BEGIN Dataset content

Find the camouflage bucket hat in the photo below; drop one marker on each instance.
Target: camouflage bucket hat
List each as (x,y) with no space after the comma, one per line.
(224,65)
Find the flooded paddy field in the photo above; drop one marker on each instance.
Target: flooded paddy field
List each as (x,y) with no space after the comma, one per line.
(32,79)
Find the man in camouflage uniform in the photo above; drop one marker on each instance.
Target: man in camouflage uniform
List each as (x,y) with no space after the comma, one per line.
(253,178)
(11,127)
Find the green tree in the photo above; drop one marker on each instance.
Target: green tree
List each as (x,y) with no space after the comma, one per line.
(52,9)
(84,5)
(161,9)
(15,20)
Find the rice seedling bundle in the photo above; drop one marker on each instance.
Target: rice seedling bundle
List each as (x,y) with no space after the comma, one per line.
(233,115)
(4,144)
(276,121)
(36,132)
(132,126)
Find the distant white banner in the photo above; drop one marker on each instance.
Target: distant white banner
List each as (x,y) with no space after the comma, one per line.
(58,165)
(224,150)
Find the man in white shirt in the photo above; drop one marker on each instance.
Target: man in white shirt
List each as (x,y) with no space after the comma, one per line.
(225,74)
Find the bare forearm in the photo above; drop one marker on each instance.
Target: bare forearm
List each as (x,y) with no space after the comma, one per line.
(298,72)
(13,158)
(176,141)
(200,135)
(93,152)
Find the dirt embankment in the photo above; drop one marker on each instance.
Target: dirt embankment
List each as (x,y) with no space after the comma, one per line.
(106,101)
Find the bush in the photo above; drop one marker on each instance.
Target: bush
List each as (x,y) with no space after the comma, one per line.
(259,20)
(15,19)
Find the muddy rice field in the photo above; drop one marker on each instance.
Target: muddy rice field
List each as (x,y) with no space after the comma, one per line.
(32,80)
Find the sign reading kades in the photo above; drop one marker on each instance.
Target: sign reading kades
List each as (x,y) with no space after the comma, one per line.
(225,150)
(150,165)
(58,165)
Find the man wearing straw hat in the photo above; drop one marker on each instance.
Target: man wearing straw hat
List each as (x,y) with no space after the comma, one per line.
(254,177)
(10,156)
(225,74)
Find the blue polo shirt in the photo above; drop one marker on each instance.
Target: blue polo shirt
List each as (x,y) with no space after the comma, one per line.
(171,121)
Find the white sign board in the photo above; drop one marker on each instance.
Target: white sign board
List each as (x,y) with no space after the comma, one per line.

END Dataset content

Required action =>
Could you transcribe the whole listing exactly?

Result for this task =>
Find the camouflage bucket hat in the photo below; drop one marker on each instance.
Target: camouflage bucket hat
List each as (x,y) with no space after the comma, one per line.
(224,65)
Find the flooded paddy field in the photo above; drop one marker on each instance.
Target: flooded paddy field
List each as (x,y) with no space after the comma, one per line.
(32,79)
Find the man in camouflage uniform in the photo above; drop one marker on each instance.
Target: man in camouflage uniform
List each as (x,y) with no space after the comma, one per line.
(253,178)
(11,127)
Find the green tree in the photo above; drop one marker on each instance.
Target: green tree
List each as (x,y) with no space after the comma, one per line.
(52,9)
(84,5)
(161,9)
(15,20)
Find the rice seedling bundle in the photo above; drop one marker on each instance.
Target: rice seedling bundle
List each as (x,y) with no space after the comma, one per line.
(233,115)
(4,144)
(276,121)
(36,132)
(132,126)
Find the distant white banner in the photo above; drop one marker on each instance.
Target: distant white banner
List each as (x,y) with no space after the comma, one per line.
(58,165)
(224,150)
Find the man in white shirt in the photo above; drop one marker on each instance.
Target: man in white shirt
List each as (x,y) with no space after the comma, one per line.
(225,74)
Find the bare forearm in the photo above; drop one marker on each instance.
Target: bare forearm
List each as (x,y) with no space after the comma, one per line.
(298,72)
(13,158)
(176,141)
(200,135)
(93,152)
Find the dirt embankment in the photo above; drop one marker on each instance.
Target: dirt embankment
List each as (x,y) with no space after the comma, one per line.
(106,101)
Find the bush in the photo above; drop one marker on each instance.
Target: bush
List each as (x,y) with no space after the comma, one per line.
(259,20)
(15,19)
Find the muddy rice field in the photo above; drop one marker on each instance.
Target: muddy rice field
List each as (x,y) with no space after the comma, one per line.
(32,80)
Find the sign reading kades in the photo above; drop one marker on each instance.
Target: sign reading kades
List each as (x,y) with no space after the comma, one per line.
(225,150)
(150,165)
(58,165)
Find the man wearing straw hat in the photo above; drop one marker on each instance.
Target: man wearing straw hat
List each as (x,y) with no space after the comma, one per line.
(254,177)
(10,156)
(225,74)
Find the blue polo shirt in the photo above; drop one marker on each instance.
Target: blue polo shirt
List each as (x,y) with no space after the comma, one per line.
(171,121)
Find the white sign board in the photo above; drop one marker on each instance.
Target: white sign board
List each as (x,y) with no space after the comma, one per line.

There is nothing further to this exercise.